* MATERIAL DA TAREFA:
-------

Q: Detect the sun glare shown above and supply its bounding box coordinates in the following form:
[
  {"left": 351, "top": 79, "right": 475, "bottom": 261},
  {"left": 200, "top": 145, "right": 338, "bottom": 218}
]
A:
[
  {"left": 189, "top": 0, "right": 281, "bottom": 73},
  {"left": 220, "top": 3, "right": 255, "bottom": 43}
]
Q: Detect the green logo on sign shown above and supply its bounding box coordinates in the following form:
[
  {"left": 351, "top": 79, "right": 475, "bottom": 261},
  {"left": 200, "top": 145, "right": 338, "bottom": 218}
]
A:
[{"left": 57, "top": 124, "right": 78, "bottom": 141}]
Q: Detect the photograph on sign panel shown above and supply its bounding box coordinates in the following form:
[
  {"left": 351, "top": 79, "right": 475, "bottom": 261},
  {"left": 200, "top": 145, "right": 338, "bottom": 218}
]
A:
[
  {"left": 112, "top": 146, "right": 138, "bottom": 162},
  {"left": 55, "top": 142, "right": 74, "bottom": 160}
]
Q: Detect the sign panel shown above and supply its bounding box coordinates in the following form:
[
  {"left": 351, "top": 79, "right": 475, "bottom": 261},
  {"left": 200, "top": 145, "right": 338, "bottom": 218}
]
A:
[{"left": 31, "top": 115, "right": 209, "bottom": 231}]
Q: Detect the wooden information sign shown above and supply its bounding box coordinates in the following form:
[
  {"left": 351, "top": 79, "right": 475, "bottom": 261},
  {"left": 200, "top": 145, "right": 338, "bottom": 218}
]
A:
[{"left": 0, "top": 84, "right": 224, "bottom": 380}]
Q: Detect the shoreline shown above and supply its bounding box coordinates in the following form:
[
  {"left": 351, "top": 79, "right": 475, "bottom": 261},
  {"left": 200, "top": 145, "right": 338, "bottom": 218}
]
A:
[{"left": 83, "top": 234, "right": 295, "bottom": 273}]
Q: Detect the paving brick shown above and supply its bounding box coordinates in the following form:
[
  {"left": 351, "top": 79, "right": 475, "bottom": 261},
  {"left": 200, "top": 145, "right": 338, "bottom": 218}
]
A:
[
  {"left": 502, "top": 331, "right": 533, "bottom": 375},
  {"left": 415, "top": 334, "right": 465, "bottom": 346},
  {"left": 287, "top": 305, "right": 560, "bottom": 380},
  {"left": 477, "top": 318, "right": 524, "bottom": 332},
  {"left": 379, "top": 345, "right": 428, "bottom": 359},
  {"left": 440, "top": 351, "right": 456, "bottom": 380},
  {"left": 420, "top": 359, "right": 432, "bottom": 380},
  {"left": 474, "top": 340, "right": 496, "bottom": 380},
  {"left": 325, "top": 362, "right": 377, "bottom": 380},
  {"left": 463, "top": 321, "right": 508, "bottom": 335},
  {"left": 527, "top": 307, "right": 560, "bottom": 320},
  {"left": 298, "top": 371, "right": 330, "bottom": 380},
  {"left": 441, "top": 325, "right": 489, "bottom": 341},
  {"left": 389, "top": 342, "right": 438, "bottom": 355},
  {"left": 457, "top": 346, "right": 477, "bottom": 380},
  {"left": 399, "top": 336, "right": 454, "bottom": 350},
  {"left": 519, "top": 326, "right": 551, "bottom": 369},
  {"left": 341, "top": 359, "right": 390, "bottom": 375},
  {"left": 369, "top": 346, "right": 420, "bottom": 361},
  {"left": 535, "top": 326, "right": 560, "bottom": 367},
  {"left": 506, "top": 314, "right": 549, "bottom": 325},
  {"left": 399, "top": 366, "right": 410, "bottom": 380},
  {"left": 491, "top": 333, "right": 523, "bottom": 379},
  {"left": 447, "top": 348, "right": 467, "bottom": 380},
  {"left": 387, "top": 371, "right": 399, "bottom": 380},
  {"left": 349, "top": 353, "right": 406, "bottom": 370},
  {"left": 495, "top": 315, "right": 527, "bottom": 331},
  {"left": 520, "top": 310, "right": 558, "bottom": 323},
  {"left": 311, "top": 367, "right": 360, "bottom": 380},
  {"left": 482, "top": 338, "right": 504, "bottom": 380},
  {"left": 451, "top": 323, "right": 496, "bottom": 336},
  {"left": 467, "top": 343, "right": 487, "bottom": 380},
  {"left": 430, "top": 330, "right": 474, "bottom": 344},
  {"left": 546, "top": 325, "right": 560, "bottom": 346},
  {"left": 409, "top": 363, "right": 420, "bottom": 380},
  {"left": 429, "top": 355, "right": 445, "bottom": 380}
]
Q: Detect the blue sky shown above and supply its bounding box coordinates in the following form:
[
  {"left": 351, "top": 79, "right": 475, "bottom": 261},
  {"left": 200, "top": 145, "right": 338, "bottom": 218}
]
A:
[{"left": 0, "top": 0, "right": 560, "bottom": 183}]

-------

Altere a listagem inteira, trocando todas as ocorrências de "sign panel" por "information board" e mantendo o resto igual.

Q: Detect the sun glare shown above and supply its bounding box coordinates in the following form:
[
  {"left": 351, "top": 79, "right": 475, "bottom": 261},
  {"left": 200, "top": 145, "right": 338, "bottom": 218}
]
A:
[
  {"left": 189, "top": 0, "right": 281, "bottom": 73},
  {"left": 220, "top": 3, "right": 255, "bottom": 43}
]
Q: Detect the green logo on sign shown above and supply its bounding box coordinates in the following form:
[
  {"left": 351, "top": 79, "right": 475, "bottom": 261},
  {"left": 200, "top": 145, "right": 338, "bottom": 218}
]
A:
[{"left": 57, "top": 124, "right": 78, "bottom": 141}]
Q: Detect the photograph on information board shown above and supply its bounding box coordinates in the following form:
[
  {"left": 351, "top": 79, "right": 475, "bottom": 261},
  {"left": 200, "top": 145, "right": 338, "bottom": 218}
]
A:
[
  {"left": 112, "top": 146, "right": 138, "bottom": 162},
  {"left": 55, "top": 142, "right": 74, "bottom": 160}
]
Q: Detect the information board shown above and supply its bounding box coordinates in the following form:
[
  {"left": 351, "top": 79, "right": 475, "bottom": 261},
  {"left": 200, "top": 145, "right": 338, "bottom": 218}
]
A:
[{"left": 31, "top": 115, "right": 209, "bottom": 231}]
Q: Detect the wooden information sign shown above and supply its bounding box coordinates in the following form:
[
  {"left": 351, "top": 79, "right": 475, "bottom": 261},
  {"left": 200, "top": 145, "right": 338, "bottom": 218}
]
A:
[{"left": 0, "top": 84, "right": 224, "bottom": 380}]
Q: Detect the shoreline shown above and supply its bounding box coordinates in the following form:
[
  {"left": 351, "top": 79, "right": 475, "bottom": 261},
  {"left": 200, "top": 145, "right": 338, "bottom": 218}
]
A:
[{"left": 83, "top": 234, "right": 295, "bottom": 273}]
Q: Detect the paving brick shown above and supply its bounding box coordinates in the following form:
[
  {"left": 351, "top": 79, "right": 475, "bottom": 261},
  {"left": 200, "top": 145, "right": 338, "bottom": 218}
]
A:
[
  {"left": 502, "top": 331, "right": 533, "bottom": 375},
  {"left": 415, "top": 334, "right": 465, "bottom": 346},
  {"left": 287, "top": 305, "right": 560, "bottom": 380},
  {"left": 477, "top": 318, "right": 524, "bottom": 332},
  {"left": 379, "top": 345, "right": 428, "bottom": 359},
  {"left": 440, "top": 351, "right": 456, "bottom": 380},
  {"left": 420, "top": 359, "right": 432, "bottom": 380},
  {"left": 474, "top": 340, "right": 496, "bottom": 380},
  {"left": 325, "top": 362, "right": 377, "bottom": 380},
  {"left": 463, "top": 321, "right": 508, "bottom": 335},
  {"left": 527, "top": 307, "right": 560, "bottom": 320},
  {"left": 298, "top": 371, "right": 330, "bottom": 380},
  {"left": 441, "top": 325, "right": 489, "bottom": 341},
  {"left": 389, "top": 342, "right": 438, "bottom": 355},
  {"left": 457, "top": 346, "right": 477, "bottom": 380},
  {"left": 399, "top": 336, "right": 454, "bottom": 350},
  {"left": 519, "top": 326, "right": 551, "bottom": 369},
  {"left": 341, "top": 359, "right": 390, "bottom": 375},
  {"left": 369, "top": 346, "right": 420, "bottom": 361},
  {"left": 535, "top": 326, "right": 560, "bottom": 367},
  {"left": 506, "top": 314, "right": 549, "bottom": 325},
  {"left": 399, "top": 366, "right": 410, "bottom": 380},
  {"left": 491, "top": 333, "right": 523, "bottom": 379},
  {"left": 447, "top": 348, "right": 467, "bottom": 380},
  {"left": 387, "top": 371, "right": 399, "bottom": 380},
  {"left": 349, "top": 353, "right": 406, "bottom": 370},
  {"left": 495, "top": 315, "right": 527, "bottom": 331},
  {"left": 520, "top": 310, "right": 558, "bottom": 323},
  {"left": 311, "top": 367, "right": 360, "bottom": 380},
  {"left": 482, "top": 338, "right": 504, "bottom": 380},
  {"left": 451, "top": 323, "right": 496, "bottom": 336},
  {"left": 467, "top": 343, "right": 487, "bottom": 380},
  {"left": 430, "top": 330, "right": 474, "bottom": 344},
  {"left": 546, "top": 325, "right": 560, "bottom": 346},
  {"left": 409, "top": 363, "right": 420, "bottom": 380},
  {"left": 429, "top": 355, "right": 445, "bottom": 380}
]
Q: Detect the blue sky shown above and supply its bounding box coordinates in the following form:
[
  {"left": 351, "top": 79, "right": 475, "bottom": 261},
  {"left": 200, "top": 145, "right": 338, "bottom": 218}
]
A:
[{"left": 0, "top": 0, "right": 560, "bottom": 183}]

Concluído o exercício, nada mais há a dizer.